_Stated goal_
Transcribe everything in the records from the line containing "Quick check: Given the image above, locate every stacked" down to the line containing "493, 424, 600, 479", including both of those lines.

_Items_
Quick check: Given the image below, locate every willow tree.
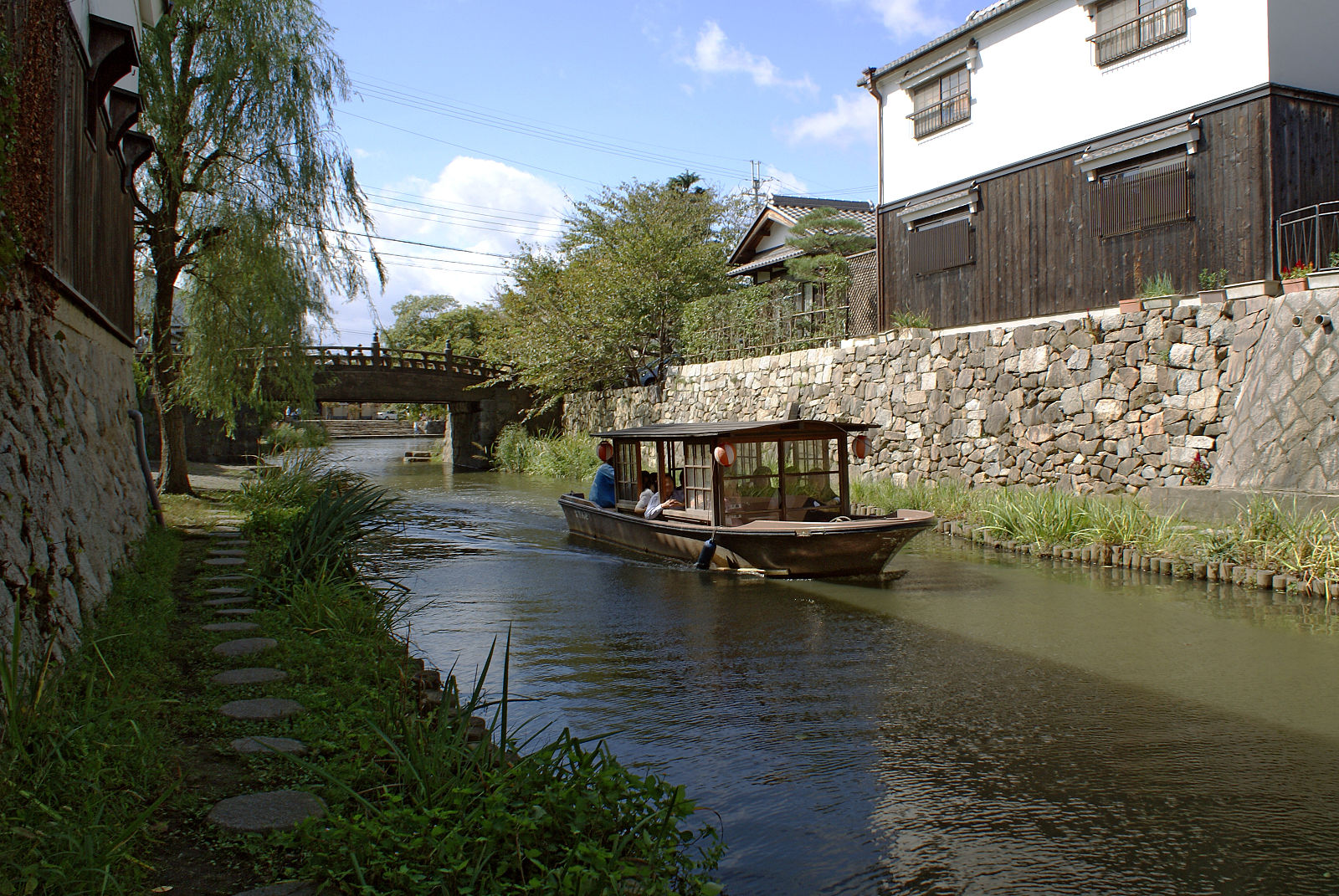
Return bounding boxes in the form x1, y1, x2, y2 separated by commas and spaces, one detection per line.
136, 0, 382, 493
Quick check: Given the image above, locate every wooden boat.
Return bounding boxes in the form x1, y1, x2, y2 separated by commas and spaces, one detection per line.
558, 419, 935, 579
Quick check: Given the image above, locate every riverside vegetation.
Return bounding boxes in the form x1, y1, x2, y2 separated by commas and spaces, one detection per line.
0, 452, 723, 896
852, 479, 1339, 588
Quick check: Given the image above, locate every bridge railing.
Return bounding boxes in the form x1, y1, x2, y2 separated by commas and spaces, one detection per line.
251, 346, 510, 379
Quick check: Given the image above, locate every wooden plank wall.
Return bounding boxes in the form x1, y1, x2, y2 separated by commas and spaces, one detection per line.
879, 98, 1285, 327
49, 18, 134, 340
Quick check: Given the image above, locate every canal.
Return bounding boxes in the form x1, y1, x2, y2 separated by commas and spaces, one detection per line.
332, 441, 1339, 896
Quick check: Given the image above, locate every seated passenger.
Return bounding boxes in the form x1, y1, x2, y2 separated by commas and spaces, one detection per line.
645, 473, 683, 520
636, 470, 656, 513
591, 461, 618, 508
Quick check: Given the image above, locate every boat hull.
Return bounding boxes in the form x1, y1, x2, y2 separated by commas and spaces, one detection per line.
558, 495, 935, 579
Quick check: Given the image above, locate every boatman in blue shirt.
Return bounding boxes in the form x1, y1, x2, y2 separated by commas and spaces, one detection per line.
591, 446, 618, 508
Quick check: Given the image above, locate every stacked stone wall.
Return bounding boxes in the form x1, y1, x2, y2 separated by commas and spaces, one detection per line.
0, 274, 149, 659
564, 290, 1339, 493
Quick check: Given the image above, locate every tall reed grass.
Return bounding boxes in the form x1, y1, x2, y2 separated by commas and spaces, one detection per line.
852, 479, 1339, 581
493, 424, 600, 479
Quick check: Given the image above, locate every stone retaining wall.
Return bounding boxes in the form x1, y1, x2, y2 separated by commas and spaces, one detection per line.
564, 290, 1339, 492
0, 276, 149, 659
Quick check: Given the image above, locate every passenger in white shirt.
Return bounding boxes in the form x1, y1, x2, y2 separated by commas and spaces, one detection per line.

_Answer below_
Quick check: Given the image above, locate every stacked stone wall.
Return bounding boxes in the form x1, y1, x2, y2 separated by commas and spaces, one detection per line.
0, 274, 149, 659
564, 290, 1339, 493
Quick check: Given the image above, locate every tall reed grass.
Return bounding boxes in the form x1, y1, x2, y2 separated by commas and spaces, one detection per line.
852, 479, 1339, 581
493, 424, 600, 479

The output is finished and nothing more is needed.